* To do *
Copy out the lines below word for word, leaving out the pictures.

(Records from a dataset)
- - - - - - -
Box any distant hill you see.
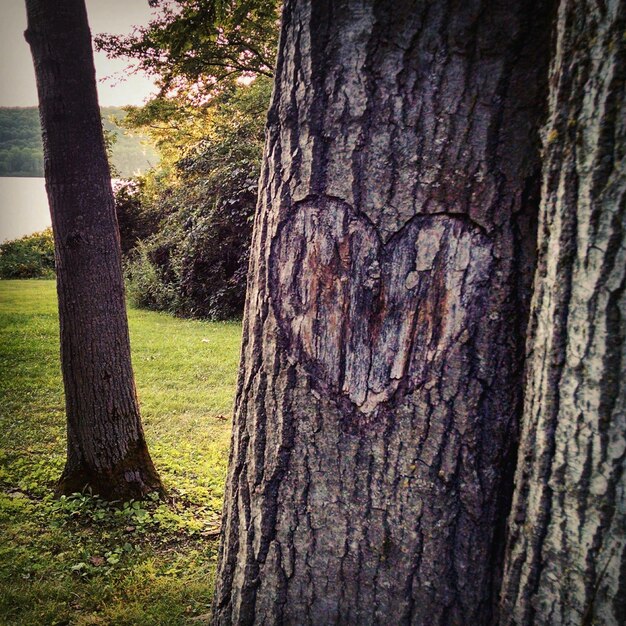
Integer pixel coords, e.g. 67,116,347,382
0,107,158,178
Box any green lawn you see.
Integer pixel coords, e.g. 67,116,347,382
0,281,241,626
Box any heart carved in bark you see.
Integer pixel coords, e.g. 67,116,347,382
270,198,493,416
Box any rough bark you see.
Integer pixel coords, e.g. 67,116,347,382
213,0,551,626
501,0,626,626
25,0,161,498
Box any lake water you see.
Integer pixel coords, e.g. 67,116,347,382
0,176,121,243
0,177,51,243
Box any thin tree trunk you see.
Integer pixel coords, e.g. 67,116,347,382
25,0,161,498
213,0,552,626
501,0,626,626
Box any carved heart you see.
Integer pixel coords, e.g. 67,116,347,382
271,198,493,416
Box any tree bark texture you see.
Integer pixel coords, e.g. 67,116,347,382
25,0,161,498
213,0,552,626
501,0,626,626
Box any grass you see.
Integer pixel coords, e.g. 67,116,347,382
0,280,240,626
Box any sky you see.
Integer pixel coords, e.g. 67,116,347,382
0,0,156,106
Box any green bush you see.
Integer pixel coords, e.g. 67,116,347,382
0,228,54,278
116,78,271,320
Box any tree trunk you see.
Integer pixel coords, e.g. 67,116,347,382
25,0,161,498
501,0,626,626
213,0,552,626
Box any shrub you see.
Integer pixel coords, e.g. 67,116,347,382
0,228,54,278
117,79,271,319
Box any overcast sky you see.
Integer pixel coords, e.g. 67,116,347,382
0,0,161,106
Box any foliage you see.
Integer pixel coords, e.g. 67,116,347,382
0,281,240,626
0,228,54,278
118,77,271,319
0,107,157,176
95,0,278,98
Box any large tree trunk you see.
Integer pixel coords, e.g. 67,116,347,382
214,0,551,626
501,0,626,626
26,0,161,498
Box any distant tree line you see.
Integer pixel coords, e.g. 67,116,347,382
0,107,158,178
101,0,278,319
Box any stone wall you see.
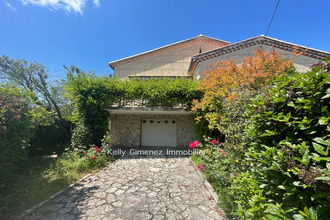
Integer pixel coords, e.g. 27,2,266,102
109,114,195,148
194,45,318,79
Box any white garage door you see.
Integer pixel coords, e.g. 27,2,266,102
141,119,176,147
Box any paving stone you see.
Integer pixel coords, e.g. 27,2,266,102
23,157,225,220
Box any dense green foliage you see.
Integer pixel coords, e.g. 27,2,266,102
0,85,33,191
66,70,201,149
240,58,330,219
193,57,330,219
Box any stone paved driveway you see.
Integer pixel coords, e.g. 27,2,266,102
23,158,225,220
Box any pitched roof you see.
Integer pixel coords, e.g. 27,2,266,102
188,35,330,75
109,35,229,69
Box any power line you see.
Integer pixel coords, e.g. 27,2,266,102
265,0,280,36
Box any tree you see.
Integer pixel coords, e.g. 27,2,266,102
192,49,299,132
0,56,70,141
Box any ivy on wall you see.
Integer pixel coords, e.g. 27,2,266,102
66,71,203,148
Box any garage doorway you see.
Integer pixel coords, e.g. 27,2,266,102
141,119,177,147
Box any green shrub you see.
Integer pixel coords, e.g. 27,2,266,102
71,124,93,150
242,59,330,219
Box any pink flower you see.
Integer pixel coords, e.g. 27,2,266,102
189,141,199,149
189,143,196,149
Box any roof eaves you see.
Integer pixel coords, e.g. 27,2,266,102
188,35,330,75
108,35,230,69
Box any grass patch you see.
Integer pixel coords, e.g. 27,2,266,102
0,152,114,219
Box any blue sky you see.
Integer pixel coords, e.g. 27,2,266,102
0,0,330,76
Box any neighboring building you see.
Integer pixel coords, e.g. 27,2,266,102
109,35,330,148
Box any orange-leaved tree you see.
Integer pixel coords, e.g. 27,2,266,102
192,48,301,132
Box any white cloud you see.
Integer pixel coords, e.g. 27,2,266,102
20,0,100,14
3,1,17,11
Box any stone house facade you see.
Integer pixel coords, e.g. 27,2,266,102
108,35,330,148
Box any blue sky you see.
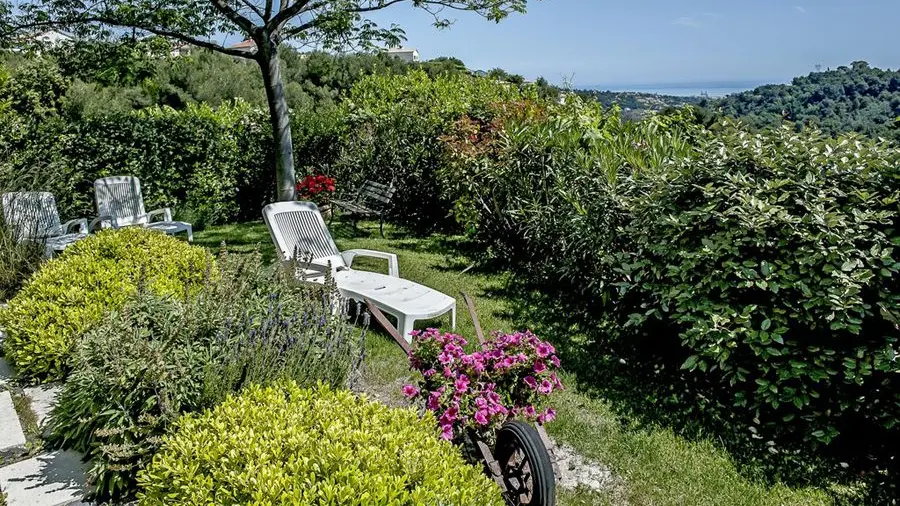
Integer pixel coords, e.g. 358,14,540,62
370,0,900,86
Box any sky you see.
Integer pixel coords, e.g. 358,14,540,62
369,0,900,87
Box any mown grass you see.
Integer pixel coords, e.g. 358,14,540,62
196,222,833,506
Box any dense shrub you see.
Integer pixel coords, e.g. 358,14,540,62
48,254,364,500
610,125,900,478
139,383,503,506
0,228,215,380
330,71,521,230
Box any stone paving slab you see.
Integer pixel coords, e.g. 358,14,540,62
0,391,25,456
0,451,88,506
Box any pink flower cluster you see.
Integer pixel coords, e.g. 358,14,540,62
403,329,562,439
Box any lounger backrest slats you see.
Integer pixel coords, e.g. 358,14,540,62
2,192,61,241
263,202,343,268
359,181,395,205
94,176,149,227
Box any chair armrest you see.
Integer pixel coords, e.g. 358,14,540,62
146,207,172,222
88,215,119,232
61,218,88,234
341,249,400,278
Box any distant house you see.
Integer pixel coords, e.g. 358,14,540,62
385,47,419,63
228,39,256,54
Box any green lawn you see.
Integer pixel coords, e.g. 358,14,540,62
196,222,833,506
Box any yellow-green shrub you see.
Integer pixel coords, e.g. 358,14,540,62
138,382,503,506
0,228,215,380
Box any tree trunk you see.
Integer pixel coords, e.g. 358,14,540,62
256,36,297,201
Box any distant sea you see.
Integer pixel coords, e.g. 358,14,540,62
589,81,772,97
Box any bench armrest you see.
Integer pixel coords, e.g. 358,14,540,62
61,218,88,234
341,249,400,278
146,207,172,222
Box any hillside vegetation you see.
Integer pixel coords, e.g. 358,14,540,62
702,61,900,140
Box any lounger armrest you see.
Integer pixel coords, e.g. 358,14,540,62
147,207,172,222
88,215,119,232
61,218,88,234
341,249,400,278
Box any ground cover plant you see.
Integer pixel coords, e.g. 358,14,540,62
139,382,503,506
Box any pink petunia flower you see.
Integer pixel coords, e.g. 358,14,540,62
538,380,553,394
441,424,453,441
- - - - - - -
* Answer *
Box any distant hill you see.
Integer pixel coords, e.g. 67,116,347,382
0,107,158,178
Box any green lawn you see.
Integer pixel coords, e.g. 67,116,347,382
0,281,241,626
Box any heart carved in bark you see.
Integer pixel coords, e.g. 67,116,347,382
270,198,493,416
Box any rough bark you see.
Integer pixel coords, e.g. 67,116,347,382
213,0,551,626
501,0,626,626
25,0,161,498
Box any lake water you see.
Integer pixel coords, e.g. 67,116,347,382
0,176,121,243
0,177,51,243
Box any thin tree trunk you see.
Integer pixel coords, e.g. 67,116,347,382
25,0,161,498
213,0,552,626
501,0,626,626
Box any carved heart you see.
Integer pixel coords, e.g. 67,116,347,382
271,198,493,416
Box any tree bark texture you see.
Integer pixel coords, e.g. 67,116,347,382
25,0,161,498
213,0,552,626
501,0,626,626
Box any grass you see.
Integer pixel coords, e.g. 67,116,347,382
0,280,240,626
Box any sky you see.
Integer pixel coords, e.g. 67,116,347,382
0,0,156,106
Box any green bush you see.
Integer pixel coords, e.g. 67,116,347,382
0,228,54,278
116,78,271,320
Box any tree trunk you see.
Integer pixel coords, e.g. 67,116,347,382
25,0,161,498
501,0,626,626
213,0,552,626
Box any shrub you see.
Integer pixel coords, e.g. 67,116,347,382
0,228,54,278
117,79,271,319
Box any overcast sky you see.
Integer pixel coords, e.g. 67,116,347,382
0,0,161,106
Box any foliage you see.
Integer pixel coords, e.g. 67,116,347,382
0,281,240,626
0,228,54,278
118,77,271,319
0,107,157,176
95,0,278,98
Box any large tree trunk you see.
Integer pixel coords, e.g. 67,116,347,382
214,0,551,626
501,0,626,626
26,0,161,498
Box any distant tree line you see.
Integer pixel coords, e.g. 67,116,347,382
0,107,158,178
101,0,278,319
Box any stone wall you see.
Integer pixel coords, e.g. 27,2,266,102
109,114,195,148
194,45,318,79
Box any white garage door you see.
Integer pixel coords, e.g. 27,2,266,102
141,119,176,147
Box any paving stone you see.
Integer pixel coords, e.g. 27,2,266,102
23,157,225,220
Box any dense green foliage you see.
Integer pixel coords, e.g. 27,2,266,102
0,85,33,191
66,70,201,149
240,58,330,219
193,57,330,219
Box any stone paved driveway you see.
Integer pixel coords, e.g. 27,2,266,102
23,158,225,220
Box any pitched roof you see.
Integer pixel coords, e.g. 27,2,266,102
188,35,330,75
109,35,229,69
Box any power line you see.
Integer pixel coords, e.g. 27,2,266,102
265,0,280,36
Box any tree you see.
Integer pixel coords, e.g. 27,2,266,102
192,49,299,132
0,56,70,141
Box any ivy on wall you see.
Integer pixel coords, e.g. 27,2,266,102
66,71,203,148
Box any garage doorway you see.
Integer pixel coords, e.g. 27,2,266,102
141,119,177,147
Box any green shrub you see.
Integer pixel coords, e.g. 27,2,266,102
71,124,93,150
242,59,330,219
Box any pink flower you see.
Integer pixel coords, e.g. 27,2,266,102
189,141,199,149
189,143,196,149
Box any roof eaves you see.
Integer pixel coords, e.g. 27,2,266,102
188,35,330,75
108,35,230,69
Box any grass patch you see.
Integer pixel coords, e.g. 27,2,266,102
0,152,114,219
Box any blue sky you see.
Integer pixel coords, e.g. 27,2,266,102
0,0,330,76
Box any neighboring building you see.
Integer pixel coords, e.g. 27,2,266,102
109,35,330,148
Box any orange-leaved tree you see.
Integer pixel coords, e.g. 27,2,266,102
192,48,301,132
Box any white cloud you see.
Integer pixel coords, e.g. 27,2,266,102
20,0,100,14
3,1,17,11
Box any stone house facade you see.
Integer pixel coords, e.g. 27,2,266,102
108,35,330,148
Box any blue sky you see.
Integer pixel coords, e.g. 358,14,540,62
370,0,900,86
Box any sky you see.
Integer pixel coords, e.g. 358,14,540,62
369,0,900,87
Box any mown grass you see.
Integer pixel coords, e.g. 358,14,540,62
196,222,833,506
Box any dense shrub you see.
Integer pixel coords, e.g. 358,14,540,62
48,254,364,500
610,125,900,478
139,383,503,506
0,228,215,380
330,71,521,230
Box any stone paving slab you see.
Integer pixel coords, e.g. 358,14,540,62
0,391,25,456
0,451,88,506
Box any pink flower cluster you see.
Integer pixel coords, e.g. 358,14,540,62
403,329,562,439
Box any lounger backrest slats you see.
Integer pixel coords, e.g. 358,14,540,62
2,192,61,241
263,202,343,268
359,181,395,205
94,176,149,227
Box any chair armrest you see.
Integer pixel coords, e.g. 358,14,540,62
146,207,172,222
88,215,119,232
61,218,88,234
341,249,400,278
Box any distant house you see.
Integer pixel coords, e.g. 358,14,540,62
385,47,419,63
228,39,256,54
Box any green lawn you see.
Integer pixel coords, e.g. 358,14,540,62
196,222,833,506
Box any yellow-green shrub you see.
Integer pixel coords, e.g. 358,14,540,62
138,382,503,506
0,228,215,380
Box any tree trunk you see.
Integer pixel coords, e.g. 358,14,540,62
256,36,297,201
Box any distant sea you see.
Integer pixel coords, e.g. 358,14,540,62
589,81,772,97
Box any bench armrest you see.
Integer pixel coords, e.g. 358,14,540,62
61,218,88,234
341,249,400,278
146,207,172,222
Box any hillside vegetation you see.
Integer pixel coords, e.g. 358,14,540,62
702,61,900,140
Box any lounger armrest you see.
Integer pixel coords, e.g. 358,14,540,62
147,207,172,222
88,215,119,232
61,218,88,234
341,249,400,278
Box any ground cover plant you see.
Integer pixel coords, e.g. 358,14,540,62
139,382,503,506
Box any pink petunia flower you see.
Integer pixel coords, e.g. 358,14,540,62
538,380,553,394
441,424,453,441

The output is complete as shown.